=== WHAT YOU ARE ASKED TO DO ===
Repeat back the entries that follow, keeping every word as it is.

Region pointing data
-- Opening Marker --

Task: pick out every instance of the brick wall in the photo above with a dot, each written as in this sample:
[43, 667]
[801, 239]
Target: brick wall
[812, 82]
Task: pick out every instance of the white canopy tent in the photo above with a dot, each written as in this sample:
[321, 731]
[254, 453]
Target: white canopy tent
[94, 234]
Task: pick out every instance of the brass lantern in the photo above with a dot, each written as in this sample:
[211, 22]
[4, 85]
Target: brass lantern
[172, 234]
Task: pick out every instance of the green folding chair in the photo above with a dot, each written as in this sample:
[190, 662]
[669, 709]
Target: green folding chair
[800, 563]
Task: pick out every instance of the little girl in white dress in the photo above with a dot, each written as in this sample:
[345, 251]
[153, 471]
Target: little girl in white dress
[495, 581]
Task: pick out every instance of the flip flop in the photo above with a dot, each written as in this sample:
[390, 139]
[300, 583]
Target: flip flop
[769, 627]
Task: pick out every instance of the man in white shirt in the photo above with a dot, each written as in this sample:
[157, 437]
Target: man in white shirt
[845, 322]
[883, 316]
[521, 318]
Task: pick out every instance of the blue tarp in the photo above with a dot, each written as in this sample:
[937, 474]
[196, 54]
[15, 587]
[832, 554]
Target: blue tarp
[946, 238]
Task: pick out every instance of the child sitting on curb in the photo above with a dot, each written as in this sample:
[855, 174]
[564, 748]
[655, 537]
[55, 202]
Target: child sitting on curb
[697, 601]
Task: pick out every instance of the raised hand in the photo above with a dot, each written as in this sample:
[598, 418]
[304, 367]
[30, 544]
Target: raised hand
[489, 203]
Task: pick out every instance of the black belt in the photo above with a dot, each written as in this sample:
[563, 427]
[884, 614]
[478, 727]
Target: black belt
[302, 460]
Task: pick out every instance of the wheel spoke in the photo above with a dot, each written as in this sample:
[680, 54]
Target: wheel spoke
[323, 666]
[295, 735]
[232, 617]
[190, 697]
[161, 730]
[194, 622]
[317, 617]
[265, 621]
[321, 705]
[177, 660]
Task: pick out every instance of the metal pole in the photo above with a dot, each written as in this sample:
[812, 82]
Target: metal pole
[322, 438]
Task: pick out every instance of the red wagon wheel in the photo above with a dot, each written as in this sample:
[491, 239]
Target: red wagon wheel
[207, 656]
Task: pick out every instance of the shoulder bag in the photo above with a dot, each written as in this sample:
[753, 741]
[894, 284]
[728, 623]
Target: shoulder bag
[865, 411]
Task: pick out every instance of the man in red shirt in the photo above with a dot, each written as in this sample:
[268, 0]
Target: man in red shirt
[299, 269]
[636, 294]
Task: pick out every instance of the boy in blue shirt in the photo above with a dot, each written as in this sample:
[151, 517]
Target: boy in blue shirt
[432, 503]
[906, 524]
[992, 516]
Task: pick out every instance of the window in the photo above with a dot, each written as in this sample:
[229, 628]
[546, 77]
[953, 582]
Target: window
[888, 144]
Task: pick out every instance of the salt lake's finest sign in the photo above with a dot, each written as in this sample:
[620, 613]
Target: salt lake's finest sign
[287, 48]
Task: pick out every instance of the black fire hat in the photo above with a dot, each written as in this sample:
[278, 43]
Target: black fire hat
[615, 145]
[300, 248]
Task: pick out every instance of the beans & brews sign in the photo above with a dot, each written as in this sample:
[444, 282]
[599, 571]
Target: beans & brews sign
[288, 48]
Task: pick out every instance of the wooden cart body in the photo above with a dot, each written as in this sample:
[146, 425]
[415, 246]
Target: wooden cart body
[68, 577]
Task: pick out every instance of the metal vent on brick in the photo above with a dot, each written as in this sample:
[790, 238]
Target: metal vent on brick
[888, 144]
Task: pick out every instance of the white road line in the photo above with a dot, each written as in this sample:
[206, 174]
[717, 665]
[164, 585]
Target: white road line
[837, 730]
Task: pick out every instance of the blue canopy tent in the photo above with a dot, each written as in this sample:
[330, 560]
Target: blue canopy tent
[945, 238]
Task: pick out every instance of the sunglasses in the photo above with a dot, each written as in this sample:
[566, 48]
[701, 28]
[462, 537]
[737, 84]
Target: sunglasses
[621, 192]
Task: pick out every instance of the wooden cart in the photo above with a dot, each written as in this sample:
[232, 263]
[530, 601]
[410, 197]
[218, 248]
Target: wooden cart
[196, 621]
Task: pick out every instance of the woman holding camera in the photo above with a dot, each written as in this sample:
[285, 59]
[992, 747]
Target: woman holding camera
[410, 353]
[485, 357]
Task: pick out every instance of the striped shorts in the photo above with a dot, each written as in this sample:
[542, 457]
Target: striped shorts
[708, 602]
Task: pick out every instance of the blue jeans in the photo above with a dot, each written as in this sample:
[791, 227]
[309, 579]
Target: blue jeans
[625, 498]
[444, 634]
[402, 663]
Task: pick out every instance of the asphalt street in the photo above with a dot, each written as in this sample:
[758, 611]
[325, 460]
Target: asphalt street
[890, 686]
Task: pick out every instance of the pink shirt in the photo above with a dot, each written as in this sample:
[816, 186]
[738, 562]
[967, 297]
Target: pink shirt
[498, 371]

-- Closing Marker --

=== WRITTEN RESPONSE ===
Task: pick out every instance of the brick wall in the photo above with a dot, each written as in this sample:
[43, 667]
[801, 239]
Target: brick wall
[812, 82]
Task: pick out every instance of the white canopy tent in the photo above with a dot, each written as in this sample:
[321, 731]
[254, 453]
Target: white canopy tent
[94, 234]
Task: pick out every instance of the brass lantern in the photo above with a dot, each written as in this sample:
[211, 22]
[4, 85]
Target: brass lantern
[172, 234]
Task: pick out every instance of the green folding chair in the photo above with a dot, each written as in this sample:
[190, 662]
[669, 709]
Target: green folding chair
[800, 563]
Task: pick out every instance of the little girl in white dress in the photo above with a dot, each written as in this sample:
[345, 251]
[153, 471]
Target: little girl in white dress
[495, 581]
Task: pick out every instance of the flip flop in the photo above with a dot, each written as in this sample:
[390, 139]
[300, 583]
Target: flip flop
[769, 627]
Task: pick out every instance of the man in white shirt in the photo above with a dot, each written as in this sample:
[157, 437]
Target: man in white shirt
[845, 322]
[883, 316]
[521, 318]
Task: pick out every instance of the blue tarp in the photo above with a dot, each written as in this sample:
[937, 474]
[196, 54]
[15, 587]
[832, 554]
Target: blue tarp
[946, 238]
Task: pick out every instance of the child sitting on curb in the photo above with a dot, each written as in this sample:
[855, 174]
[564, 748]
[655, 537]
[55, 202]
Target: child sitting on curb
[697, 601]
Task: pick out every instance of the raised hand in the photo above with a dot, each written as in this sample:
[598, 418]
[304, 367]
[30, 544]
Target: raised hand
[489, 203]
Task: pick out every instance of the black belt in the photo above with a dot, each written as in this sample:
[563, 427]
[884, 614]
[478, 727]
Target: black belt
[302, 460]
Task: pick out every instance of the wheel spoke in the photo above with a dot, each written as in this sample:
[680, 54]
Target: wheel spoke
[323, 666]
[295, 735]
[232, 617]
[190, 697]
[161, 730]
[194, 622]
[317, 617]
[265, 621]
[321, 705]
[177, 660]
Task: pick out every instance of the metal pole in the photo above with a dot, each written as in this sample:
[812, 82]
Target: metal pole
[322, 438]
Task: pick out every instance of the red wagon wheel in the photo above with a dot, each written as in this sample:
[491, 239]
Target: red wagon wheel
[207, 656]
Task: pick out every instance of the shoulder bag in the photo above with a dot, each written as in this sample:
[753, 741]
[894, 284]
[728, 623]
Target: shoulder bag
[865, 411]
Task: pick out every instance of the man in red shirt in the photo above with a dot, each written as in this sample:
[268, 0]
Target: man in red shirt
[299, 269]
[636, 294]
Task: pick out every instance of the boy in blue shirt in the photo above with a dot, each written as in this sample:
[151, 517]
Target: boy in blue shirt
[432, 503]
[906, 524]
[992, 516]
Task: pick out every instance of the window in the photo above with a dot, each written as in this sample:
[229, 628]
[546, 77]
[953, 582]
Target: window
[888, 144]
Task: pick out every instance of the salt lake's finest sign in the photo above with a dot, each written as in this sample:
[620, 613]
Target: salt lake's finest sign
[287, 48]
Task: pick out every instance of the black fire hat in the photo above with a dot, each written as in this sample:
[278, 43]
Target: black fire hat
[615, 145]
[300, 248]
Task: pick out every instance of the beans & brews sign in the photo above with a dot, each written as in this sample:
[444, 282]
[599, 571]
Target: beans & brews sign
[288, 48]
Task: pick out every instance of the wooden cart body in the photo above with a dot, each written as in this sample:
[146, 425]
[415, 246]
Target: wooden cart body
[68, 577]
Task: pick out every instance of the metal vent on brick in the photo above with a dot, each written as in this sample:
[790, 238]
Target: metal vent on brick
[888, 144]
Task: pick out every instance of the white road line in the photo above with a dot, each written as in this sample:
[206, 174]
[717, 665]
[164, 585]
Target: white road line
[837, 730]
Task: pick out every instance of the blue canopy tent in the photo above with a dot, each written as in this sample:
[330, 560]
Target: blue canopy tent
[945, 238]
Task: pick out every instance of the sunglasses in the photo above with a dot, each written as in this sample:
[566, 48]
[701, 28]
[462, 537]
[737, 84]
Target: sunglasses
[621, 192]
Task: pick out every instance of the wooden cart in the photo above with a dot, each written as in this sample:
[232, 263]
[530, 601]
[410, 197]
[218, 248]
Target: wooden cart
[196, 621]
Task: pick out every instance of the woman holding camera in the photo above with a dot, each written as in this sample:
[285, 59]
[992, 747]
Target: woman holding camera
[410, 353]
[485, 357]
Task: pick out every instance of the striped shorts in the photo above with a dot, each written as in this sample:
[542, 457]
Target: striped shorts
[708, 602]
Task: pick out every instance of the blue jeans in the photo above with a dot, each written as in this sample:
[791, 227]
[309, 579]
Target: blue jeans
[625, 498]
[444, 634]
[402, 663]
Task: pick out every instance of the asphalt street in the photo above with a dot, each written as in this sample:
[758, 611]
[325, 460]
Target: asphalt street
[890, 686]
Task: pick out every instance of the pink shirt in the photo above with a dot, each written as in this sample:
[816, 186]
[738, 562]
[967, 297]
Target: pink shirt
[498, 371]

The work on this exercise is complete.